[Records for this exercise Boundary: Start]

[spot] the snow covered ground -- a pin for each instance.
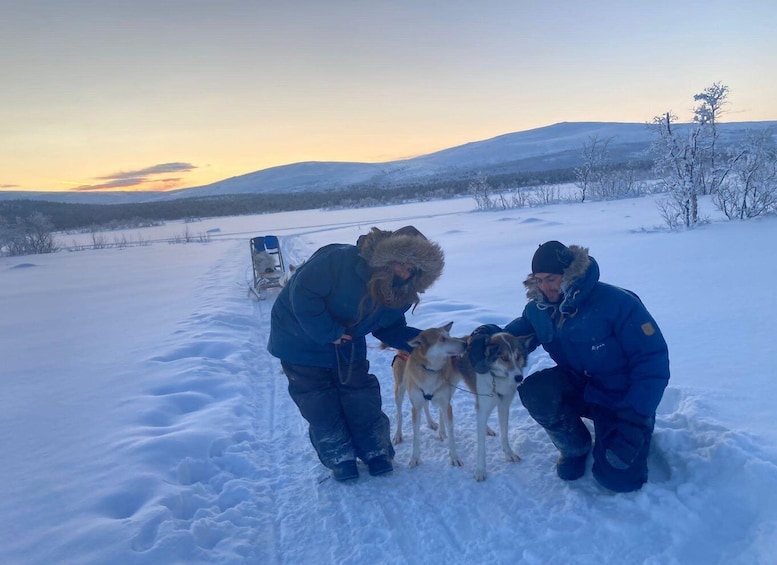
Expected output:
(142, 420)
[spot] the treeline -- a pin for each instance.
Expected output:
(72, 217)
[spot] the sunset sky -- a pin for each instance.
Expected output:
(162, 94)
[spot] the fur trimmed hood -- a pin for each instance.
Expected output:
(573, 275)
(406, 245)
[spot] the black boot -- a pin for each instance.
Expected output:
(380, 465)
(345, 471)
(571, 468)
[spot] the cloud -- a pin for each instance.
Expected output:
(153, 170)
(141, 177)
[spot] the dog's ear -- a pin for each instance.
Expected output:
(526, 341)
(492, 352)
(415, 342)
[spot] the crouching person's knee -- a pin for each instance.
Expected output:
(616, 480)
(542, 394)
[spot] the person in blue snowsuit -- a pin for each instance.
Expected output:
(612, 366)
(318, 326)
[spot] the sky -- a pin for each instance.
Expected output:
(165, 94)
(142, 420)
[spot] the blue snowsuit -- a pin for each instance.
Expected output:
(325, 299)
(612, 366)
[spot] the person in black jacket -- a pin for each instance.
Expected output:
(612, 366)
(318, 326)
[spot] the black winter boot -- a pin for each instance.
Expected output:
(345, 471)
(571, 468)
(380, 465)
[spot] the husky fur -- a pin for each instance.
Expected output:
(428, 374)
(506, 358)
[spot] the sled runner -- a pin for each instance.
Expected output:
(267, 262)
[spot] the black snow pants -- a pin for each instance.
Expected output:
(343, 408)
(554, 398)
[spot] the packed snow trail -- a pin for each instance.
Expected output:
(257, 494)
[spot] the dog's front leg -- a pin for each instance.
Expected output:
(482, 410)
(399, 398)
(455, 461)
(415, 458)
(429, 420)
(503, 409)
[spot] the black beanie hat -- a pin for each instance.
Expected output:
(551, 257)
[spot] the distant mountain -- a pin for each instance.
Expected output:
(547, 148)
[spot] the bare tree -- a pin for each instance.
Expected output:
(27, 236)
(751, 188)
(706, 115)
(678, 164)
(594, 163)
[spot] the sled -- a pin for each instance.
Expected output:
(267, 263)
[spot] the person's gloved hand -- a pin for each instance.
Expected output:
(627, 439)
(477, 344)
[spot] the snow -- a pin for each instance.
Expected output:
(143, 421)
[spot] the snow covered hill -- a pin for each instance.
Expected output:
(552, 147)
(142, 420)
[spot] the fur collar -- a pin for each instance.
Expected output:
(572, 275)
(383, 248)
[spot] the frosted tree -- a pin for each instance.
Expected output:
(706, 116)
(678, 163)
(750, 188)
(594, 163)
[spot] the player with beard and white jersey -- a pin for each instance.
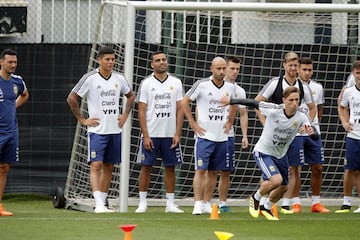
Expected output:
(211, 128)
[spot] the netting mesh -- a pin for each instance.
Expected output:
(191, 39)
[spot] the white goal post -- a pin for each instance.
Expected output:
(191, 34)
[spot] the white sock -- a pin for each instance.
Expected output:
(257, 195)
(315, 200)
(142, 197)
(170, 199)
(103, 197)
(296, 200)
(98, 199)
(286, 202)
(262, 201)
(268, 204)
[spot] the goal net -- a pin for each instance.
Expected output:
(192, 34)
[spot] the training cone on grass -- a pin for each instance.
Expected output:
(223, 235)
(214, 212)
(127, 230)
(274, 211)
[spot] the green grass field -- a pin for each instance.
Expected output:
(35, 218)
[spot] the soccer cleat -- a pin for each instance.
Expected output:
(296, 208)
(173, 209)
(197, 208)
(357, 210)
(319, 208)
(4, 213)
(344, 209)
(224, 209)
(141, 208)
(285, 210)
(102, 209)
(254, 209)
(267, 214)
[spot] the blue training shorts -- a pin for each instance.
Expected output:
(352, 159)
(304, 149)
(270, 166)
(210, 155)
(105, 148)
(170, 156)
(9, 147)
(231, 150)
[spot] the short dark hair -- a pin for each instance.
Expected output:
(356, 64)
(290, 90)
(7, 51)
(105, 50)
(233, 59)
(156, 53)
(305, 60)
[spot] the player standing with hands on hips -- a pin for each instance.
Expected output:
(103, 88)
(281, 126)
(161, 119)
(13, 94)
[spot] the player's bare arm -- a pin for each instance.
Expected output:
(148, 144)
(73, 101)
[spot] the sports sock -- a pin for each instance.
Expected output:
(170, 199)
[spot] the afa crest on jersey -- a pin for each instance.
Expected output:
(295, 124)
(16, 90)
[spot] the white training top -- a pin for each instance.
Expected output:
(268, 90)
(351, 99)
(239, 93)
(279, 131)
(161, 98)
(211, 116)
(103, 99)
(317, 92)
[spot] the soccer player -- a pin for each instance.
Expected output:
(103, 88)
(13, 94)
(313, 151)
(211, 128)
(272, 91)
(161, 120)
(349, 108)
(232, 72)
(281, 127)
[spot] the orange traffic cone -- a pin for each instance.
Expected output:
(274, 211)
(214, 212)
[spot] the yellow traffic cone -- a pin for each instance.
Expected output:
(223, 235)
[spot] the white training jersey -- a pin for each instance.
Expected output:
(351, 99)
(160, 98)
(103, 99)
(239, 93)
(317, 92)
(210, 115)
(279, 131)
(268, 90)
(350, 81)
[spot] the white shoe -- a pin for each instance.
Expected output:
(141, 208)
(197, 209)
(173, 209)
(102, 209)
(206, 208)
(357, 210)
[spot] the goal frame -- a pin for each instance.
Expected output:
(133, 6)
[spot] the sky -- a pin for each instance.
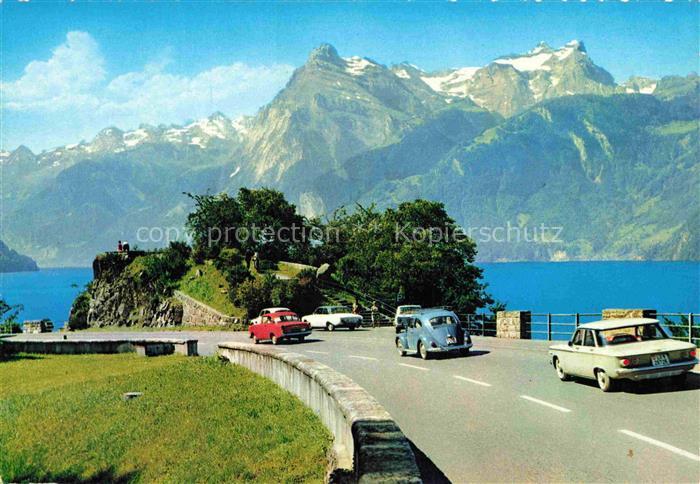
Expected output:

[Records for this exercise Boundary: End]

Exercise requirements: Transcribe all the material exactly; skip every image.

Written solution:
[spot] the snow covered ground -- a pin for each instance.
Expected output:
(142, 420)
[spot] the treeline -- a pin for each instance.
Expected output:
(72, 217)
[spot] the sunset sky -- a pin for each instance.
Expected output:
(162, 94)
[spot] the fur trimmed hood -- a pin for each instance.
Expected output:
(573, 275)
(406, 245)
[spot] the black boot -- a pin for each instance.
Expected output:
(380, 465)
(345, 471)
(571, 468)
[spot] the cloud -- a pin for each instance.
Expected output:
(153, 170)
(141, 177)
[spot] the dog's ear -- a pin for each instance.
Expected output:
(526, 341)
(492, 352)
(415, 342)
[spot] the crouching person's knee -- a pin for each instance.
Expected output:
(616, 480)
(542, 394)
[spot] the person in blue snowsuit -- a pin for each instance.
Expected output:
(612, 366)
(318, 326)
[spot] the sky -- a pin for each instance.
Expected output:
(165, 94)
(142, 420)
[spot] the blue snowsuit -- a pin for each instance.
Expected output:
(325, 299)
(612, 366)
[spot] the person in black jacket -- a pin for each instance.
Expected output:
(612, 366)
(318, 326)
[spot] the black winter boot -- a pin for each instance.
Expected output:
(345, 471)
(571, 468)
(380, 465)
[spot] the husky fur -- a pin for each instance.
Expected output:
(428, 374)
(506, 358)
[spot] the sled runner -- a pin for each instance.
Expected output:
(267, 262)
[spot] the black snow pants -- a pin for each instance.
Expected output:
(343, 408)
(554, 398)
[spot] the packed snow trail -- a pin for each instance.
Expected output:
(257, 494)
[spot] the dog's front leg -- a pin for each instance.
Expected output:
(482, 410)
(399, 398)
(455, 461)
(415, 458)
(429, 420)
(503, 409)
[spot] the black beanie hat -- a pin for each instance.
Expected output:
(551, 257)
[spot] the distant mountain -- a pin for each instance.
Expected output:
(547, 148)
[spot] the bare tree -- a pin for each instance.
Expected output:
(27, 236)
(751, 188)
(706, 115)
(678, 164)
(594, 163)
[spot] the sled -- a pin for each instance.
Expected output:
(267, 263)
[spot] the person's gloved hand -- a pin for each instance.
Expected output:
(627, 439)
(477, 344)
[spot] the snow -- a pin for each instance.
Expected output:
(143, 421)
[spot] the snow covered hill -- a pin for each instance.
Expected output:
(552, 147)
(142, 420)
[spot] the fur collar -- a pin for each instance.
Expected output:
(572, 275)
(383, 248)
[spot] the frosted tree -- a pin for each instance.
Expected output:
(706, 116)
(678, 163)
(750, 188)
(594, 163)
[spot] the player with beard and white jersey -- a pin for each instance.
Expected output:
(211, 128)
[spot] the netting mesh -- a pin for each instance.
Expected output:
(191, 39)
[spot] the white goal post -- a pin for each instance.
Expected output:
(191, 34)
[spot] the white sock -- a pin for each instance.
Expected output:
(257, 195)
(315, 200)
(142, 197)
(170, 199)
(103, 197)
(296, 200)
(98, 199)
(286, 202)
(262, 201)
(268, 204)
[spot] the goal net -- a pin for each instance.
Expected output:
(192, 34)
[spot] the training cone on grass -- a pin for each instance.
Expected output:
(223, 235)
(214, 212)
(127, 230)
(274, 211)
[spot] the green grass field -- a pin for each instance.
Expected output:
(35, 218)
[spot] the soccer cleat -- a pin for each instance.
Expected output:
(296, 208)
(173, 209)
(197, 208)
(357, 210)
(319, 208)
(4, 213)
(344, 209)
(224, 209)
(141, 208)
(285, 210)
(102, 209)
(254, 209)
(267, 214)
[spot] the blue training shorts -- a pin for each instance.
Expected output:
(352, 159)
(304, 149)
(270, 166)
(210, 155)
(105, 148)
(170, 156)
(9, 147)
(231, 150)
[spot] the short dark hair -- a pin for each instance.
Expected output:
(356, 64)
(290, 90)
(7, 51)
(105, 50)
(233, 59)
(156, 53)
(305, 60)
[spot] the player standing with hands on hips -- a pin for each instance.
Expected output:
(103, 88)
(281, 126)
(161, 119)
(13, 94)
[spot] the player's bare arm -- a pin for each instance.
Expected output:
(148, 144)
(73, 101)
[spot] the sports sock -- a pin for each instance.
Expected output:
(170, 199)
[spot] the afa crest on jersey -- a pin for each instance.
Expected output:
(295, 124)
(16, 90)
[spot] the white training top -- a pin for each instance.
Expected output:
(268, 90)
(351, 99)
(239, 93)
(279, 131)
(161, 98)
(211, 116)
(103, 99)
(317, 92)
[spot] the soccer player -- a pin for each instance.
Expected output:
(103, 88)
(13, 94)
(313, 151)
(211, 128)
(272, 91)
(161, 120)
(349, 108)
(232, 72)
(281, 127)
[spot] the orange traffic cone -- a pin for each instance.
Expected output:
(274, 211)
(214, 212)
[spot] the yellow traffic cone -- a pin for each instance.
Expected output:
(223, 235)
[spot] the white training jersey -- a pin for each instance.
Expected output:
(351, 99)
(160, 98)
(103, 99)
(239, 93)
(317, 92)
(210, 115)
(279, 131)
(268, 90)
(350, 81)
[spot] the white shoe -- a pin for each instance.
Expected output:
(141, 208)
(197, 209)
(173, 209)
(102, 209)
(206, 208)
(357, 210)
[spot] the goal frame -- a pin for each instance.
Expected output:
(133, 6)
[spot] the sky -- a pin for each instance.
Expected output:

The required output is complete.